* [Source text]:

Start of Block

Bova (Rahi Azizi) is from Uranus. Members of his race have a small, pronged antenna growing from their forehead which can generate powerful blasts of electricity. Bova has an incredible metabolism that supplements his advanced energy production, which is the reason for his incredible appetite. He will eat nearly anything, and is always hungry. Being from Uranus, and thereby "the butt of every joke," he is consistently pessimistic in every situation, a Uranian cultural trait. Bova is responsible for operating and monitoring the Christa's shields. The nature of Bova's name is never explained, but in the Season Two episode "Long Distance Calls," when Bova's father, Benn, calls to speak to his son. This is a reference to science fiction writer Ben Bova.
Rosie Ianni (Paige Christina) is from Mercury, and has the ability to produce vast amounts of heat at will. At the beginning of the series, she wears a helmet to help her control this ability, but it falls into disuse in subsequent episodes, revealing her naturally bald head, a trait of Mercurians. Because Mercury is so close to the Sun, all Mercurians have a tendency to "look on the bright side" of things, and as a result, Rosie is the mothering influence within the crew, always trying to make sure that her fellow cadets are happy and getting along. She serves as a doctor/scientist as well as acting as the communications officer on the bridge. She has a tendency to adopt seemingly cute things that turn out to be troublesome for the crew. At one point in the series, Rosie temporarily took on the power to generate telekinetic energy blasts.

End of Block

* [Extracted entries]:
Start of Block

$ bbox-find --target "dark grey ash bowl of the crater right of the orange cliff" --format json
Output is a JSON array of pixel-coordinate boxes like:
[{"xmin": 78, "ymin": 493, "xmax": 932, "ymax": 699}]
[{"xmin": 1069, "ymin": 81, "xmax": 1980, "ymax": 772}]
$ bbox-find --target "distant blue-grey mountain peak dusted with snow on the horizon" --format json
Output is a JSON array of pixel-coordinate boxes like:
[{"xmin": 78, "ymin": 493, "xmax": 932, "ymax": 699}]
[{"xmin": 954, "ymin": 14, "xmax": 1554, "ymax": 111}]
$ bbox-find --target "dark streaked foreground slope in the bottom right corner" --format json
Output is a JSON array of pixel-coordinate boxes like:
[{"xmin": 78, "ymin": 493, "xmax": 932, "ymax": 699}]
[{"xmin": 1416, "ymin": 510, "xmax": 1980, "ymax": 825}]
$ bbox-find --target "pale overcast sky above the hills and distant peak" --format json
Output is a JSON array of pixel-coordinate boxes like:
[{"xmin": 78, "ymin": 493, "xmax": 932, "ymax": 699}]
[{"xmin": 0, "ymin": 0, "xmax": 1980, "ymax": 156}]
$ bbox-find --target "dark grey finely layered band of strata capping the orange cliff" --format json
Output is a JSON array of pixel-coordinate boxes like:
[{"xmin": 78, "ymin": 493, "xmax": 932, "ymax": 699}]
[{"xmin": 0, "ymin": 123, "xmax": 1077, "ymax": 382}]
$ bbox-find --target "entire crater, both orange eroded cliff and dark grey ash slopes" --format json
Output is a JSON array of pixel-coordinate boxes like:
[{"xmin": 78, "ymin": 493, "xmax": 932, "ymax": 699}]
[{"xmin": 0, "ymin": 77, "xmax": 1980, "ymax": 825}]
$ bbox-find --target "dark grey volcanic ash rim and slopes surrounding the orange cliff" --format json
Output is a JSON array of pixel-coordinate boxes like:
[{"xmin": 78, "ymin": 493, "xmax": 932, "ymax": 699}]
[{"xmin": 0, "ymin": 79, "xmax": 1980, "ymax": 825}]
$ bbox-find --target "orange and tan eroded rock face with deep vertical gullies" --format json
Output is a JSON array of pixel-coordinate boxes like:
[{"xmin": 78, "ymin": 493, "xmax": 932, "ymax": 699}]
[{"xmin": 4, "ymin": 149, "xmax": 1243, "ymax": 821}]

End of Block
Start of Block

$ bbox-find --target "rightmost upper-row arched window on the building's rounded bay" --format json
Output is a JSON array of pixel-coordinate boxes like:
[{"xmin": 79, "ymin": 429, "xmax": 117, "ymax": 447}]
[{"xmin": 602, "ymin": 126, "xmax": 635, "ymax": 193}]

End of Block
Start of Block

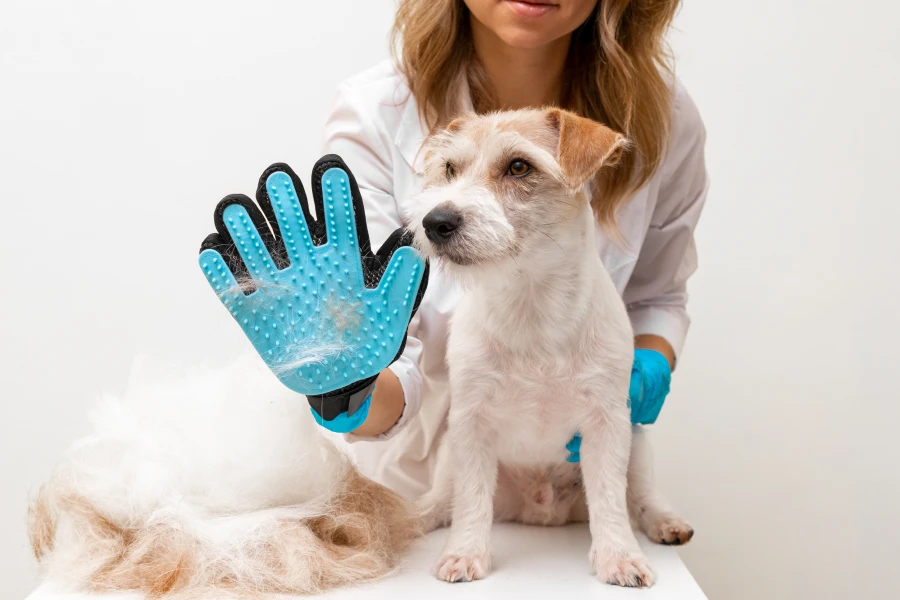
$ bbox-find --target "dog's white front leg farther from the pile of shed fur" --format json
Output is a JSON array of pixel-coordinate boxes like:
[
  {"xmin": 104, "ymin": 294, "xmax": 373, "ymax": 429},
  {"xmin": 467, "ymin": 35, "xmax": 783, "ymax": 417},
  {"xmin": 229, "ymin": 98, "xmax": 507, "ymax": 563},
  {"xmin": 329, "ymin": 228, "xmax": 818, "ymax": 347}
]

End of Block

* [What you will do]:
(1) According to the character profiles, why is Rosie Ianni the mothering influence within the crew? Answer in one to three sentences.
(2) Write the next part of the crew character profiles, picking up after the sentence about Rosie's telekinetic energy blasts.

* [Response list]:
(1) Mercury is so close to the Sun that all Mercurians tend to "look on the bright side" of things. As a result, Rosie is the crew's mothering influence and always tries to make sure her fellow cadets are happy and getting along.

(2)
Thelma (Techno Human EmuLating MAchine) (Anik Matern), the mysterious ship's only native inhabitant, is an android who often malfunctions, owing in no small part to the fact that her memory chip, a small gem residing in her forehead, is cracked. (It is unclear whether the crystal was cracked when Harlan stepped on it, or if the damage was preexisting.) She has a habit of taking things too literally, and often does not realize moderately obvious things. In season 2, her appearance changes to reflect the altered appearance of the Christa following the emergency crash on a planet. Her color changes from copper to silver and her gem changes from amber to sapphire.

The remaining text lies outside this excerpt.